### [Records provided]
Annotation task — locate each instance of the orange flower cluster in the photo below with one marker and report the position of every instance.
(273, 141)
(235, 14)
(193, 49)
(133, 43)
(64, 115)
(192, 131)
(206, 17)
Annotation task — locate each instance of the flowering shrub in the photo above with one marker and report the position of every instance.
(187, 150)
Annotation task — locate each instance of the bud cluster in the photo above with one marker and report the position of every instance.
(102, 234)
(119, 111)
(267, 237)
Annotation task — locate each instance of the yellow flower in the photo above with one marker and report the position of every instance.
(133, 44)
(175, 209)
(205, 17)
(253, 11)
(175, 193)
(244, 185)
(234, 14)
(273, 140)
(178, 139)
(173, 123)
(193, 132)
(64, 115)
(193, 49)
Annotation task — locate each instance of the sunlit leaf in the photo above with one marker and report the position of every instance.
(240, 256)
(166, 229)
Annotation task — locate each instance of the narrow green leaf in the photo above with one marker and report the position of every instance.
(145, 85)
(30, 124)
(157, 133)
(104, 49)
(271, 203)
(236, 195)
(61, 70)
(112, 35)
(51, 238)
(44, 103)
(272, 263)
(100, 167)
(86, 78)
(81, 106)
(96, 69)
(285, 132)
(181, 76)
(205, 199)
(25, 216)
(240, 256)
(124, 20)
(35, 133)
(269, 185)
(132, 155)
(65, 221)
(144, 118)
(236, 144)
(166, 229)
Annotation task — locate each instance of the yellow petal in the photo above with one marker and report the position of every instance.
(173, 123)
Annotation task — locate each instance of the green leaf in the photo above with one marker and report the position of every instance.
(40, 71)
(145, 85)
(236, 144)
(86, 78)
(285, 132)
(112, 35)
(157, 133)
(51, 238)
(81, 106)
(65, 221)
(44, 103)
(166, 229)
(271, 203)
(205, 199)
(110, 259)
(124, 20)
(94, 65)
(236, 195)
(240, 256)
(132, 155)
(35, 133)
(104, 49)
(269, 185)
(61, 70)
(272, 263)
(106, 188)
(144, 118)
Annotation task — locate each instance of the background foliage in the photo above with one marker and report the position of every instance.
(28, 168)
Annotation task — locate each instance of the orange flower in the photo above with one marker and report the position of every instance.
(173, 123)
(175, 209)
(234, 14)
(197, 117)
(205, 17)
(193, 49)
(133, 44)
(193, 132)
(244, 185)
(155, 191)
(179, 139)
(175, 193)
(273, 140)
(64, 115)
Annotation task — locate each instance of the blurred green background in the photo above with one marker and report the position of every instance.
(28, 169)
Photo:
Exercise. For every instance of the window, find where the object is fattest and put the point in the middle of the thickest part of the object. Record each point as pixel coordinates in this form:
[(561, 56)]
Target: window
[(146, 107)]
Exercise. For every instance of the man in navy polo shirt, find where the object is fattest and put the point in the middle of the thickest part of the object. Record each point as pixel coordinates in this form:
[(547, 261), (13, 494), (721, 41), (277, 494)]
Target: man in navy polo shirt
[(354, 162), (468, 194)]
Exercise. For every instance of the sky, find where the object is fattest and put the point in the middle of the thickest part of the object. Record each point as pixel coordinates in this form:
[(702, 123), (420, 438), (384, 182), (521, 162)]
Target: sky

### [Work to complete]
Copy out the whole listing, exactly as written.

### [Response]
Annotation task — locate each instance of the orange flower cluster in the photo below with one marker and report the position of every instance.
(273, 141)
(235, 14)
(193, 49)
(133, 43)
(64, 115)
(192, 131)
(206, 17)
Annotation task — locate each instance of the flowering shrub in the photo above with one marker and report the position of every instance.
(187, 150)
Annotation task — locate each instance of the bud cluster in the photo above with one marker and report the position of every instance.
(102, 234)
(119, 111)
(267, 237)
Annotation task — locate each instance of the yellow flower in the photo above with one marker and report the position of every instance.
(133, 44)
(175, 209)
(205, 17)
(253, 11)
(175, 193)
(244, 185)
(234, 14)
(273, 140)
(178, 139)
(173, 123)
(193, 132)
(64, 115)
(193, 49)
Annotation task — locate each instance of the sunlit leaf in the photo above with one marker and report the position of every instance.
(240, 256)
(166, 229)
Annotation task — locate each instance of the narrow green leaf in the photo above with one marker and report the position of every instance.
(145, 85)
(30, 124)
(157, 133)
(104, 49)
(271, 203)
(236, 195)
(61, 70)
(112, 35)
(51, 238)
(44, 103)
(272, 263)
(100, 167)
(86, 78)
(81, 106)
(96, 69)
(285, 132)
(181, 76)
(205, 199)
(25, 216)
(240, 256)
(124, 20)
(35, 133)
(269, 185)
(132, 155)
(65, 221)
(144, 118)
(236, 144)
(166, 229)
Annotation task — locate each instance of the yellow petal in the photo above with one marker and report the position of every instance.
(173, 123)
Annotation task — locate each instance of the green leaf in the photo above with one marker and report the position of every instance.
(40, 71)
(145, 85)
(236, 144)
(86, 78)
(285, 132)
(112, 35)
(157, 133)
(51, 238)
(81, 106)
(65, 221)
(44, 103)
(166, 229)
(271, 203)
(205, 199)
(110, 259)
(124, 20)
(94, 65)
(236, 195)
(240, 256)
(132, 155)
(35, 133)
(104, 49)
(269, 185)
(61, 70)
(272, 263)
(106, 188)
(144, 118)
Annotation task — locate each instance of the background foliage in the photo above with one marker and report the position of every instance.
(28, 168)
Annotation task — locate each instance of the orange flower in the photo above with one marker and report the position of every instance.
(173, 123)
(175, 209)
(234, 14)
(197, 117)
(205, 17)
(193, 49)
(133, 44)
(193, 132)
(244, 185)
(155, 191)
(179, 139)
(175, 193)
(273, 140)
(64, 115)
Annotation task — locate each instance of the blurred green background in the photo above with one marker and report the position of every instance.
(28, 169)
Photo:
Exercise. For every instance of the window, find where the object is fattest and put the point in the middle of the thickest part of the object. Record each point as pixel coordinates in this form:
[(561, 56)]
Target: window
[(146, 107)]
Exercise. For every instance of the man in navy polo shirt, find where the object is fattest and put the point in the middle of the thickest part of the object. Record each point as pixel coordinates in this form:
[(547, 261), (13, 494), (721, 41), (277, 494)]
Target: man in navy polo shirt
[(354, 162), (468, 194)]
Exercise. For every instance of the sky, find where the object is fattest and put the point in the middle of the thickest part of the object. Record each point as pixel coordinates in this form:
[(702, 123), (420, 438), (384, 182), (521, 162)]
Target: sky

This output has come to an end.